● Instructions
1. Could you update the dimensionality-reduction text between "Additionally, as the" and "in the structure.", inclusive, swapping "noise" for "interference"?
2. How would you say "This noise can obscure the underlying patterns within the data." from the dimensionality-reduction text in Spanish?

● Quoted text

****

Moreover, the concentration of measures in high-dimensional spaces diminishes the effectiveness of traditional distance metrics, such as Euclidean distance.43,44 This deterioration in discriminative power complicates the identification of proximity and similarity among data points, which is the objective of an anomaly detection system. When distances converge to similar values, it gets challenging to distinguish between normal and abnormal behavior.
Additionally, as the dimensionality of the data increases, the volume of noise introduced into the system also rises 45 and data becomes less informative. This noise can obscure the underlying patterns within the data. As a result, it compromises the capacity of accurately identifying structural issues without incurring false positives or negatives, further complicating the decision-making process when detecting damages in the structure.
Dimensionality reduction methods
Dimensionality reduction, also known as manifold learning, 46 is an area within machine learning and data-driven methods that seeks to extract relevant features from a high-dimensional dataset to better represent it or to separate distinct information. Dimensionality reduction methods serve as an exploratory analysis tool, and through them, patterns related to defects and anomalies in the underlying data structure can be found. The idea is to represent the data in a reduced dimension without losing important information, eliminating noise and redundancies. 47 Dimensionality reduction can be classified into three major categories: spectral dimensionality reduction, probabilistic dimensionality reduction, and neural network-based dimensionality reduction. 46
Spectral dimensionality reduction involves eigenvalue decomposition, having a geometric bias. This category includes PCA, Isomap, and Locally Linear Embedding (LLE), among other methods. Probabilistic dimensionality reduction, on the other hand, uses statistical models that assume the data in the high-dimensional space are governed by a smaller set of latent variables in a lower-dimensional space, representing the underlying structure of the data. According to the study of Ghojogh, 46 these methods are more robust, compared to spectral ones, in dealing with missing data.

****

● Listed records
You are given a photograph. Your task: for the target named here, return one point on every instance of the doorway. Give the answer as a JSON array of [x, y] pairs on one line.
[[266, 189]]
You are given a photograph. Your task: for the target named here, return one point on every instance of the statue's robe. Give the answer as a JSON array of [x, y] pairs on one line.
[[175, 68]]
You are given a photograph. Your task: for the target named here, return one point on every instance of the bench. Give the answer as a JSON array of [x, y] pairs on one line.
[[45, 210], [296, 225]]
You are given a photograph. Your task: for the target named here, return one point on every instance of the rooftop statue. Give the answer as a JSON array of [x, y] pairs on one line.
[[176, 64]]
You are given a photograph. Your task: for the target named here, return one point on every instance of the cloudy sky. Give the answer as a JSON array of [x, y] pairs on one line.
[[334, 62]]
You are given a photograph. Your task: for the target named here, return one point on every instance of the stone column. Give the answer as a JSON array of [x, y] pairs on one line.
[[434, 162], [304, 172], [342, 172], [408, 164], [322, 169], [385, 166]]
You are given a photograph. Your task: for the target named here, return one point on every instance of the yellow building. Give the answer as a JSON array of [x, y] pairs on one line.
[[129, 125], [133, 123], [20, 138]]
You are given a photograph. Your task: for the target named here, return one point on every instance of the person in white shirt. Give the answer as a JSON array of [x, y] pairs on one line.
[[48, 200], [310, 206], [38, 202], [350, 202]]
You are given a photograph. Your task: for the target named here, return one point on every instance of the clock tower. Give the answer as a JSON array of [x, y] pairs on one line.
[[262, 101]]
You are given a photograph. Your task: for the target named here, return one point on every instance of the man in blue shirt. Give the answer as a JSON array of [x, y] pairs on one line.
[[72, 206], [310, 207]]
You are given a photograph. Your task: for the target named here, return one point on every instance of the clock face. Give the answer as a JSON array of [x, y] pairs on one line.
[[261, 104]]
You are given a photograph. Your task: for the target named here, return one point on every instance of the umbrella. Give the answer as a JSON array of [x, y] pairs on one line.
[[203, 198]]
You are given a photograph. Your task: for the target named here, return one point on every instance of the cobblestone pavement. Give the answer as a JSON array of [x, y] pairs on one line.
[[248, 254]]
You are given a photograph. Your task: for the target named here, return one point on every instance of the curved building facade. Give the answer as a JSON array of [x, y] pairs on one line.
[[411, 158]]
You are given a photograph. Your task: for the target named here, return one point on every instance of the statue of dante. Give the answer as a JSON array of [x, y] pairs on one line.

****

● Expected responses
1.
Additionally, as the dimensionality of the data increases, the volume of interference introduced into the system also rises 45 and data becomes less informative. This interference can obscure the underlying patterns within the data. As a result, it compromises the capacity of accurately identifying structural issues without incurring false positives or negatives, further complicating the decision-making process when detecting damages in the structure.

2. Este ruido puede ocultar los patrones subyacentes en los datos.